# [TASK STATEMENT]
Below are some records. Return exactly the lines from the one with "of the triangular" to the one with "Target: triangular lateen sail", and nothing else.

# [ENTRIES SHOWN]
Content starts
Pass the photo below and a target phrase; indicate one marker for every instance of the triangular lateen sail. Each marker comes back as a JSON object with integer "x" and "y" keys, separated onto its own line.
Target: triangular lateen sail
Content ends
Content starts
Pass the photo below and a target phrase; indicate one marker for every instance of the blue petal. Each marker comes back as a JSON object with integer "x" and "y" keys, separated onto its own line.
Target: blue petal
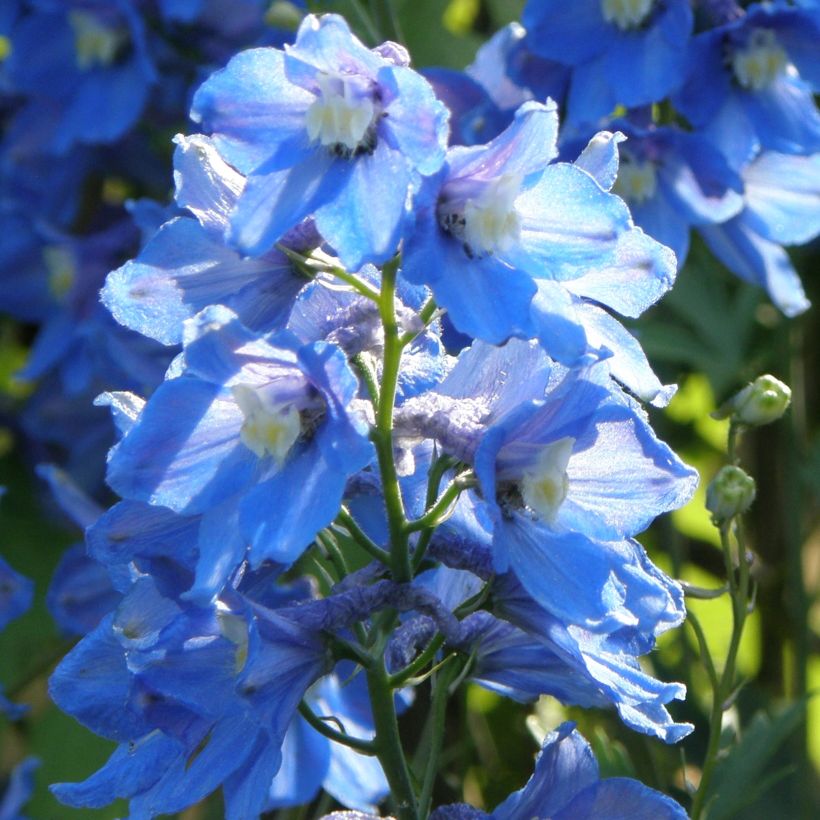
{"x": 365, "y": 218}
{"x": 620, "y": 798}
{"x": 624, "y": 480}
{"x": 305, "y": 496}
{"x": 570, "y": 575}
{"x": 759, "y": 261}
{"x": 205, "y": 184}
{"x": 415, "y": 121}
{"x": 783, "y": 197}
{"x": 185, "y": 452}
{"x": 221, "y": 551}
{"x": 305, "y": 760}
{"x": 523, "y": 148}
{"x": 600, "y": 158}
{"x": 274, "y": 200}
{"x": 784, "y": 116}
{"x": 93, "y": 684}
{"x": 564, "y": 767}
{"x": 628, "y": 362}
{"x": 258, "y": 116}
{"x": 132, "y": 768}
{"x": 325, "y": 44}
Content ends
Content starts
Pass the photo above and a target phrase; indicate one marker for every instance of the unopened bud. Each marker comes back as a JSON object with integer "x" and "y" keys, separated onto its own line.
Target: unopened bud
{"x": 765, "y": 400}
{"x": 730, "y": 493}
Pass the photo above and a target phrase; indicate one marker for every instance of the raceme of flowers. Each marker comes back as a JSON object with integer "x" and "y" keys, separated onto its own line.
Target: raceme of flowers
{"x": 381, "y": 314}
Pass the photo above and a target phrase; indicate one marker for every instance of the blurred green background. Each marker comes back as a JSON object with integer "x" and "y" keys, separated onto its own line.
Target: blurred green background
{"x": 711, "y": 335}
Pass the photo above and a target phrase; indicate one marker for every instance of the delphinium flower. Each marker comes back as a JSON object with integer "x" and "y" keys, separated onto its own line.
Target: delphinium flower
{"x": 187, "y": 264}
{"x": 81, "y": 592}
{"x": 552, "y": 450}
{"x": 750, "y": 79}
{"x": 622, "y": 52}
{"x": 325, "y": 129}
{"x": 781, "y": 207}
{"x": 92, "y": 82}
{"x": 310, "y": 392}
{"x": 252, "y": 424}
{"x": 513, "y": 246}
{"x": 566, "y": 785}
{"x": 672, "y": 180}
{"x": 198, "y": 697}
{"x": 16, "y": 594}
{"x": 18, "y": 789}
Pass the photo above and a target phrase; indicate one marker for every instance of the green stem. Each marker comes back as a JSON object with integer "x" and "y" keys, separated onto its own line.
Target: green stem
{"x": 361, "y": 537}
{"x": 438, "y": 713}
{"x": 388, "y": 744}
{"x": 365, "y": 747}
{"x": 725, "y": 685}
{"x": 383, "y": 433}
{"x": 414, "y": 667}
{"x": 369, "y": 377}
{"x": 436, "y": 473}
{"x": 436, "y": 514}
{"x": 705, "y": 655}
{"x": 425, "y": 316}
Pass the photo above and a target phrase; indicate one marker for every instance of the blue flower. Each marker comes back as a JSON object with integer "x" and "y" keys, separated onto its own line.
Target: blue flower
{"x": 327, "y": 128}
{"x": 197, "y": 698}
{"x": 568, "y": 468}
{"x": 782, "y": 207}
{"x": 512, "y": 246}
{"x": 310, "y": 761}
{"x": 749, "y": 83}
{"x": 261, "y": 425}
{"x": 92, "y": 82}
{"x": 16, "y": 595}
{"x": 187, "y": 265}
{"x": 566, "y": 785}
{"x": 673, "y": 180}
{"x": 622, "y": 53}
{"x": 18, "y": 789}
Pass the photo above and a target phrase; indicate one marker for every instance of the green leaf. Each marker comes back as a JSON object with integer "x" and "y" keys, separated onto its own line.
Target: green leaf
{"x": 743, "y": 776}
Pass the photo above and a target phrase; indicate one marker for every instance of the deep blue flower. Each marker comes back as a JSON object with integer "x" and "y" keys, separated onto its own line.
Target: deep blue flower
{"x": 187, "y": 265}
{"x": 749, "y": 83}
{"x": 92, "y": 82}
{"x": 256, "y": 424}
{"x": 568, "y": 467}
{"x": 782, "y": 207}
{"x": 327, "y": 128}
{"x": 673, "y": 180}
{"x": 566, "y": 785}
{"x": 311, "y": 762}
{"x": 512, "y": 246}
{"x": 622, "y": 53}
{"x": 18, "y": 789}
Content ends
# [ANSWER SPACE]
Pass the photo below and a target phrase; indicate one marker for every instance of the triangular lateen sail. Each marker comes back as a JSON object with integer "x" and "y" keys, separated onto its own line.
Target: triangular lateen sail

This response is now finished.